Supplied data:
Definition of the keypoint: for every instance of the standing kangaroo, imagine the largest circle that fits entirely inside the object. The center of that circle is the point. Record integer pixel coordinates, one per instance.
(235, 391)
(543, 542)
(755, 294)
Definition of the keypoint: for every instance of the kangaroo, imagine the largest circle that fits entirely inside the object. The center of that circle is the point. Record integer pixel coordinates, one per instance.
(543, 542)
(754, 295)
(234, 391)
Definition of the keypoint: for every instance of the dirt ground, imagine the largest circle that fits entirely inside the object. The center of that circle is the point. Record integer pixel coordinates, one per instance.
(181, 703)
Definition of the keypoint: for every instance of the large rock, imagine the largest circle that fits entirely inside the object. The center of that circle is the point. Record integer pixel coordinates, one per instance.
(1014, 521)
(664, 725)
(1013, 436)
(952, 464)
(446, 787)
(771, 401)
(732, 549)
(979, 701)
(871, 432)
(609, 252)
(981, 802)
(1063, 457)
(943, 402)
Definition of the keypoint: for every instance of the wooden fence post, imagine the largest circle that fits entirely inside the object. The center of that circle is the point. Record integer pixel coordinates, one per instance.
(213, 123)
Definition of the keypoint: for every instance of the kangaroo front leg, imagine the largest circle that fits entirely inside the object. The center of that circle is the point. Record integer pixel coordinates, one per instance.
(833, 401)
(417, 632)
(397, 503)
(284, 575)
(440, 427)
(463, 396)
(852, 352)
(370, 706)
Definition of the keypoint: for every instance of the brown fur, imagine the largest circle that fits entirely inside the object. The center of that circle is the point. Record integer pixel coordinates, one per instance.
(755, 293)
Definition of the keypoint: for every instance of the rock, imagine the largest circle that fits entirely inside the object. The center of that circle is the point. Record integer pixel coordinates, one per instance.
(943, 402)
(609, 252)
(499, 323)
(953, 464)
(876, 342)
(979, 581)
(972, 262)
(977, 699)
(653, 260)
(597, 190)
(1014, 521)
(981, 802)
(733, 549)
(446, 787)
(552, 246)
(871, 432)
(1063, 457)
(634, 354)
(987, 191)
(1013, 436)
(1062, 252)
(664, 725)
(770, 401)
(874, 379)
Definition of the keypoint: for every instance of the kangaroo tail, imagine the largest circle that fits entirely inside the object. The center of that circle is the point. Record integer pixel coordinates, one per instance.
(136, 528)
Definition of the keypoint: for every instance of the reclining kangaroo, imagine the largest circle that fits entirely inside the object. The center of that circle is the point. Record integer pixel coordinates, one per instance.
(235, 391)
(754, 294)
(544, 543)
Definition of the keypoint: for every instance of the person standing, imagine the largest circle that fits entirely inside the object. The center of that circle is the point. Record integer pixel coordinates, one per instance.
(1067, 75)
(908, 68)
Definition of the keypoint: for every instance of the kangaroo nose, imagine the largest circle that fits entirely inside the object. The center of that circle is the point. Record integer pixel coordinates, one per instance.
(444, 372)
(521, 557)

Required work:
Each line of the data is to be retyped exactly as shown.

Task solution:
Definition of the keypoint: for every instance of the standing kangaroo, imagine the largest circle that fits entirely inside the object. The center of that circle is the point. Record integer pixel coordinates, one per instance.
(235, 391)
(543, 542)
(755, 294)
Definition of the keypoint: for every instance of the kangaroo, imagine the largest circle that fits entirely inside the object. The center of that circle is the point. Record integer pixel coordinates, one per instance.
(543, 542)
(754, 295)
(234, 391)
Definition of the keypoint: for every instance of the dirt ground, imagine the largest circle that fits entirely inside the object. The center of that circle is the point. Record integer pixel coordinates, one per instance.
(181, 703)
Definition of the keypoint: for every instance of the large rock, imagine the largest circle that fits entirely inside the object. The center of that circle is the point. Record integer pixel coordinates, one per instance.
(1014, 521)
(664, 725)
(1013, 436)
(952, 464)
(446, 787)
(771, 401)
(732, 549)
(979, 701)
(871, 432)
(609, 252)
(981, 802)
(1063, 457)
(943, 402)
Definition of the keypoint: for every instance of the wooden fence post, imagine the largest circle that fits entirely inside the object. The center of that circle is the point. Record integer pixel coordinates, one per instance.
(213, 123)
Definition of the keypoint: for every instance of the kangaroo front leg, imagine the largest circle that fits entirely inside the object. The center of that circle is the point. Record integer pixel coordinates, one per instance.
(833, 401)
(417, 632)
(397, 503)
(284, 575)
(440, 427)
(463, 396)
(852, 352)
(370, 706)
Definition of the keypoint: for every instance of the brown fur, imagine the largest circle that fits entirely inside the object. The center of that circle is the point. Record integer pixel coordinates, one per instance.
(755, 293)
Definition of the keypoint: for every instance of the rock, imagine the largest circle that fits entirely inside the object. The center of that circle is the point. Record integer pixel coordinates, one per instance.
(943, 402)
(609, 252)
(499, 323)
(953, 464)
(876, 342)
(979, 581)
(972, 262)
(977, 699)
(653, 260)
(597, 190)
(1014, 521)
(981, 802)
(733, 549)
(446, 787)
(552, 246)
(871, 432)
(1063, 457)
(634, 354)
(987, 191)
(1013, 436)
(1062, 252)
(664, 725)
(770, 401)
(874, 379)
Definition of the keypoint: for every instance of the kangaroo tail, imagine the largest circle that fits entirely inside the object. The center of that circle is the point. Record integer pixel coordinates, one per instance.
(136, 528)
Definition of the keypoint: for every instance of the reclining kangaroo, imagine the largest circle that fits entirely inside the object. The center of that circle is the point. Record integer pixel coordinates, one per instance.
(235, 391)
(754, 294)
(544, 543)
Definition of the keypoint: for every instance of the person standing, imagine the largest circle that fits entirely inside the object. The center of that circle is the point. Record integer pixel coordinates, one per instance.
(1067, 75)
(908, 68)
Definition of the keypoint: for every instance of the kangaroo nose, imagine the largest circle that fits entirely inside the object. The center of that circle is the point. Record integer pixel coordinates, one per instance.
(444, 372)
(521, 557)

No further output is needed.